• TASK PROMPT: Would you copy out only the lines from the one with "Find the leafy" to the end of the records, exactly as they stand?

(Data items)

....

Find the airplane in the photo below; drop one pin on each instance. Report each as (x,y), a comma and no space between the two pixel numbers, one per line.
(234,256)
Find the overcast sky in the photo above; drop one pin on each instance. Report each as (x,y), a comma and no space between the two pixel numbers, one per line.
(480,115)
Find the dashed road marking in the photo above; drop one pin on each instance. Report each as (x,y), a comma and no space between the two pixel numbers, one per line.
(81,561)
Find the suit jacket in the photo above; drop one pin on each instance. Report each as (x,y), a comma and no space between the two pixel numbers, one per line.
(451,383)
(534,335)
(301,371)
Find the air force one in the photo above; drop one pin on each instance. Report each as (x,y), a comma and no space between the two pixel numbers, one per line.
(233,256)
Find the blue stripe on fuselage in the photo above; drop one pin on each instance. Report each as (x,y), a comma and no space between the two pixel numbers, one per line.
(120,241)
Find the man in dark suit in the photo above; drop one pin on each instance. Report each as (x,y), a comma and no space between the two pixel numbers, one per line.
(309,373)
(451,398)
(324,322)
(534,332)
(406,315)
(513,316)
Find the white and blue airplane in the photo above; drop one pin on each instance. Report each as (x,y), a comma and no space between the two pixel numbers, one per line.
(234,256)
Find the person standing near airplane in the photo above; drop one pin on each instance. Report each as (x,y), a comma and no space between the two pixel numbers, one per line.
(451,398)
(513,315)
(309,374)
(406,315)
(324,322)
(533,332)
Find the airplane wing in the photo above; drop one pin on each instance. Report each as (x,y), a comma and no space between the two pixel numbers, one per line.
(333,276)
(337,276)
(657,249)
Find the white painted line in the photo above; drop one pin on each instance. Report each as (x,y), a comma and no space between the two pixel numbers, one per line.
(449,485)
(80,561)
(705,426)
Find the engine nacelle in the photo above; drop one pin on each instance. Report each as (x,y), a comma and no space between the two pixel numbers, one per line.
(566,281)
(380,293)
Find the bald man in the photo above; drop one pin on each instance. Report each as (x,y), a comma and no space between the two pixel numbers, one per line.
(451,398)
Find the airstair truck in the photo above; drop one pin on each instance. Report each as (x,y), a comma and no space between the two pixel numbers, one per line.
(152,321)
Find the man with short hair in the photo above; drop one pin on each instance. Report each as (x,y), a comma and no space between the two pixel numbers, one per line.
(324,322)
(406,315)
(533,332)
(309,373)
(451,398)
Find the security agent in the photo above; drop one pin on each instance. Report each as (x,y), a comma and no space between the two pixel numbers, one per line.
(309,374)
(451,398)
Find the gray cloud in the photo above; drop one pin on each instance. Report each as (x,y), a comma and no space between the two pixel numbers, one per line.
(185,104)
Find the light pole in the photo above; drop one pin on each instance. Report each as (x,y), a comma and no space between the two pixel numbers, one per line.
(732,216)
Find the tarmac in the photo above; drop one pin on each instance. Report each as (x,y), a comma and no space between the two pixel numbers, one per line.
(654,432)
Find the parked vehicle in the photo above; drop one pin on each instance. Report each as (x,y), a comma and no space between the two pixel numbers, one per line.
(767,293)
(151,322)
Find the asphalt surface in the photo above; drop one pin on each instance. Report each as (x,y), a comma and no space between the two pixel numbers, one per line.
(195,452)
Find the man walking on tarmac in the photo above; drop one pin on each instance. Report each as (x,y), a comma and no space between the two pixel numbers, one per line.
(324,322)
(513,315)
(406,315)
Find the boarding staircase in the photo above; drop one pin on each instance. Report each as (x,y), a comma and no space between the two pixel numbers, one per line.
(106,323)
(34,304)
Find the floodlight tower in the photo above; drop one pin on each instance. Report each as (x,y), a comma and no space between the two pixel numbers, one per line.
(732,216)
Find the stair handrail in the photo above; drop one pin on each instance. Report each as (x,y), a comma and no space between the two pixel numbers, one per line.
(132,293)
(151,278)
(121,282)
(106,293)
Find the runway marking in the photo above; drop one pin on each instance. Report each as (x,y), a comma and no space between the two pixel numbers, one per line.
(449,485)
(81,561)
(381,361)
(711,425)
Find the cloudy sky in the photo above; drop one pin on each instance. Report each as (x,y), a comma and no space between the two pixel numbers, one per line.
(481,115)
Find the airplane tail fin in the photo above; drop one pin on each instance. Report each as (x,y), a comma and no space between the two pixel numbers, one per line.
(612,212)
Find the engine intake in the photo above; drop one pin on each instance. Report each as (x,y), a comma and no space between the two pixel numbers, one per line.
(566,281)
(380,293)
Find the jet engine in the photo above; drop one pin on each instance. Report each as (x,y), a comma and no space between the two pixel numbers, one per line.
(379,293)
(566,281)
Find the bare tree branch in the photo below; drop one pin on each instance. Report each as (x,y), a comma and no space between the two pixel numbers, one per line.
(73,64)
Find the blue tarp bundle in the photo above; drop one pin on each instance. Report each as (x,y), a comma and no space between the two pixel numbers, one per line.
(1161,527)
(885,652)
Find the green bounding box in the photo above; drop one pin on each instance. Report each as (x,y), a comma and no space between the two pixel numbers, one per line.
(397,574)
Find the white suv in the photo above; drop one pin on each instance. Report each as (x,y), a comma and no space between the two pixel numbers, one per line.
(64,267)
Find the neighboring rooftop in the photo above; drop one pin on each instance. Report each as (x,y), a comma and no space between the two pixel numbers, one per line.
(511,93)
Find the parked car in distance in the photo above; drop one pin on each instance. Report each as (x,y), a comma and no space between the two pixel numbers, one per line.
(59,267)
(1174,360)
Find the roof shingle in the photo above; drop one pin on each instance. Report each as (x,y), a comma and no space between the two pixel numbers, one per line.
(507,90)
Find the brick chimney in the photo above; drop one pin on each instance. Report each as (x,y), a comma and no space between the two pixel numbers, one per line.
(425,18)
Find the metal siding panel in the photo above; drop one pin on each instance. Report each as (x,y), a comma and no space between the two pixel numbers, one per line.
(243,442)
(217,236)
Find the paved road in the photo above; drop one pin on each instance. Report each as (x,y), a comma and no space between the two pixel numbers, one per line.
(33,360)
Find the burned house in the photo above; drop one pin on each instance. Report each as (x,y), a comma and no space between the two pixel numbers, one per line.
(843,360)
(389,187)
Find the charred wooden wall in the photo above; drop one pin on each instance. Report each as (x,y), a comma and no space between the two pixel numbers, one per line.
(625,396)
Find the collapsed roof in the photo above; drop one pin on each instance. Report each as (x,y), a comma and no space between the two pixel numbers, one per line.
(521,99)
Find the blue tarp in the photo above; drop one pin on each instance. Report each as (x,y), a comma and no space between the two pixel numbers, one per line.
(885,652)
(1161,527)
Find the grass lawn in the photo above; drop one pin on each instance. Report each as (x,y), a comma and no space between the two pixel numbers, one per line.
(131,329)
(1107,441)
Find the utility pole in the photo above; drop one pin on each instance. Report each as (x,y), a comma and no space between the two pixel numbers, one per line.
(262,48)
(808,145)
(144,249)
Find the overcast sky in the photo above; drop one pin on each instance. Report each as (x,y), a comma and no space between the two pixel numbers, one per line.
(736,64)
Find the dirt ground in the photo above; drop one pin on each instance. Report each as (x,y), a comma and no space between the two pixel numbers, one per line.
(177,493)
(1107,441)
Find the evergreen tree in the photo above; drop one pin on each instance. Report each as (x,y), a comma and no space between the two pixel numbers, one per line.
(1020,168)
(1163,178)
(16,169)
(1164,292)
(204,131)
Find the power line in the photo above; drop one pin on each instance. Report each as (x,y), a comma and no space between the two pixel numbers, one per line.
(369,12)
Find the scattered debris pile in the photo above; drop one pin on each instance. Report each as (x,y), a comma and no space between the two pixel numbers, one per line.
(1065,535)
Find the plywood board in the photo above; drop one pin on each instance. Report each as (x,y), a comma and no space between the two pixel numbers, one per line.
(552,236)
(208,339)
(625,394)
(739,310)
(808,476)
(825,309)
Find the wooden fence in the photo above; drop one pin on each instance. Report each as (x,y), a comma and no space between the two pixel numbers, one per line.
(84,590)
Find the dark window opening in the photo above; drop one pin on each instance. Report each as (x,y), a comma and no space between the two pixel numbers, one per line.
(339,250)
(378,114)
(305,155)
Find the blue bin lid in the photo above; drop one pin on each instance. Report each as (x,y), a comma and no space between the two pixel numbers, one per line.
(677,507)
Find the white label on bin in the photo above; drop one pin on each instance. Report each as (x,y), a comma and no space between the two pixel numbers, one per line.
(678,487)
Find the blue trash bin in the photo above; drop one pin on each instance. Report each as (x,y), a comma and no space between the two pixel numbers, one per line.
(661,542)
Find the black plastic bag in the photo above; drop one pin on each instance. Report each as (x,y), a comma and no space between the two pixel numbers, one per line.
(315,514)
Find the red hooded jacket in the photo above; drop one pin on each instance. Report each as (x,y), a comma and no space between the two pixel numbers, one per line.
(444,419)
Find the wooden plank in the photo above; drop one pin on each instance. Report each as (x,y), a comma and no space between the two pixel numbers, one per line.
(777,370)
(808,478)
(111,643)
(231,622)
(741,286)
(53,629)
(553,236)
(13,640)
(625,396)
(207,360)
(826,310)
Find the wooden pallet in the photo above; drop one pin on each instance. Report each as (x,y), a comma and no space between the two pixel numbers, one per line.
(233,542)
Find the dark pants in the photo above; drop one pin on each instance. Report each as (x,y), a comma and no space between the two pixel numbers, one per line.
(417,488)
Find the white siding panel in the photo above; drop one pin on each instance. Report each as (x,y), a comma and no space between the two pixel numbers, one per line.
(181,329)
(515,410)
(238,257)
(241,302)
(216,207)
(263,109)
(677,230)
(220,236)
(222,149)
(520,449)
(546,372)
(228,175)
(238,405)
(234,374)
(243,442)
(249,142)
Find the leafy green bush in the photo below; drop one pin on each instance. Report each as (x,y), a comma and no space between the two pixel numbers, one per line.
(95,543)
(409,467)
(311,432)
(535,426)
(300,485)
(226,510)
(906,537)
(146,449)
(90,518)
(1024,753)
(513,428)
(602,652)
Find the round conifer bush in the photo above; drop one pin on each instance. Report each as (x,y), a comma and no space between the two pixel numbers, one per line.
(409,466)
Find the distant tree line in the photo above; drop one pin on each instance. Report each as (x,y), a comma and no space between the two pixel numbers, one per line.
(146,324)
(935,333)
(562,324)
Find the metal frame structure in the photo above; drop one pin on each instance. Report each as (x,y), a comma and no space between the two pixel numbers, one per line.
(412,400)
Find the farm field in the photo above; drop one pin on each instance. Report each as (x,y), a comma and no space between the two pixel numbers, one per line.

....

• ANSWER BOX:
Find the leafy green bush in the photo below; drop one pin on each instance. Report each as (x,y), a comma and no space between the two pixel numbers, one per line.
(95,543)
(409,467)
(311,432)
(535,426)
(300,485)
(226,510)
(906,537)
(146,449)
(90,518)
(1024,753)
(513,428)
(602,652)
Find the round conifer bush in the photo above; drop one pin on each instance. Report each as (x,y), a comma and no space between the two pixel numbers, one per line.
(409,466)
Find the distant tree line in the photo above; drop one pin on each instance. Report each as (x,y), a comma and no space between the two pixel numbers, one per line.
(146,324)
(935,333)
(562,324)
Find the metal frame structure in the photo above; drop one pin on each instance. Report each as (x,y), a comma and no space between the two pixel numbers, one per line.
(412,400)
Find the farm field in the photo above; drop one pin on each instance. Report each as (x,y), a comma and no space between the two pixel numbers, one per line.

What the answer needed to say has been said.